Rewrite the material below, replacing each "photograph" with "image" and changing nothing else. Omit the pictures from your answer.

---- DATASET RECORDS

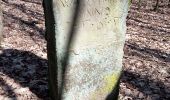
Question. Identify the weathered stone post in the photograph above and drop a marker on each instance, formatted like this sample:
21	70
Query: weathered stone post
85	47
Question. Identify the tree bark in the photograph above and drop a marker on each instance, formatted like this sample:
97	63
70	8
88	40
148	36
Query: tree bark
157	5
1	23
85	40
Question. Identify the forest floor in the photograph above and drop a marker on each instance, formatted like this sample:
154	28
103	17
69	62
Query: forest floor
23	62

--------

SOLUTION TO THE EXERCISE »
Question. Identify the weathered stone post in the image above and drop a marker on each instance, formatted like this sample:
21	70
Query: weathered stone post
85	47
Question. Identify the tree bark in the image above and drop a marker on each instance, formatted like this sample:
97	63
70	8
88	40
148	36
Query: tree bark
157	5
1	23
85	40
Question. Identify the forest floor in the image above and drop a marker on each instance, formatted like this sample:
154	28
103	17
69	62
Query: forest floor
23	62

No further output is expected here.